§ **DATA SUPPLIED**:
•••

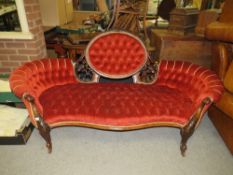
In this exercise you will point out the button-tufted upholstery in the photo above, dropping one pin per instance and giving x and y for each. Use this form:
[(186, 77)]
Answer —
[(110, 54), (175, 98)]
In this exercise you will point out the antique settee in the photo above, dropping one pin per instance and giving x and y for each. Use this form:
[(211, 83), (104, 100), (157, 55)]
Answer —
[(221, 33), (65, 92)]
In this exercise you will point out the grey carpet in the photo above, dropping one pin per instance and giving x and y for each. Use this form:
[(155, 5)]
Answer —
[(83, 151)]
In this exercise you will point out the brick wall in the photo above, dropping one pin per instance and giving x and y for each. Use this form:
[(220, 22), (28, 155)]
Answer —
[(16, 52)]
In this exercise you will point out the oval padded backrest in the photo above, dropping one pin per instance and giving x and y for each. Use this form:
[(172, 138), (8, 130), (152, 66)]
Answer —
[(116, 54)]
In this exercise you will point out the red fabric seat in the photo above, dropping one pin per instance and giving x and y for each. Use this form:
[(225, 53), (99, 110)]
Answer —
[(115, 104)]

•••

Quote the entire listing above verbatim, leaving the pictures out.

§ **TASK SOLUTION**:
In this exercise you will point out the button-tufted upholstery in the photo above, dropping one pin per instance and giving x and y for each. Use this form:
[(186, 77)]
Answer —
[(110, 54), (175, 98)]
In this exercise you will point out the antique settee in the photo above, dropping one pin per instance and giving x and y for each. Use this form:
[(211, 83), (104, 100), (157, 55)]
Answer —
[(221, 33), (65, 92)]
In this exercise you will point out the grey carpet in the photo above, dropping one pin per instance and giving x and y for each. Use this form:
[(155, 5)]
Answer —
[(83, 151)]
In this exercise you will point out the brick wall in the photo above, dropping one pin per instance and giving x and y for each. Use this form:
[(220, 22), (28, 155)]
Answer —
[(16, 52)]
In this exercise you will point out the oval padded backrest in the photo above, dropping one pin per instance and giving x and y for each. Use this form:
[(172, 138), (8, 130), (152, 66)]
Answer —
[(116, 54)]
In this exercise you will point out the red fabric seat in the photo above, dropping one pin per instance and giving x and y for each. Use this form:
[(225, 53), (99, 110)]
Answer —
[(115, 104)]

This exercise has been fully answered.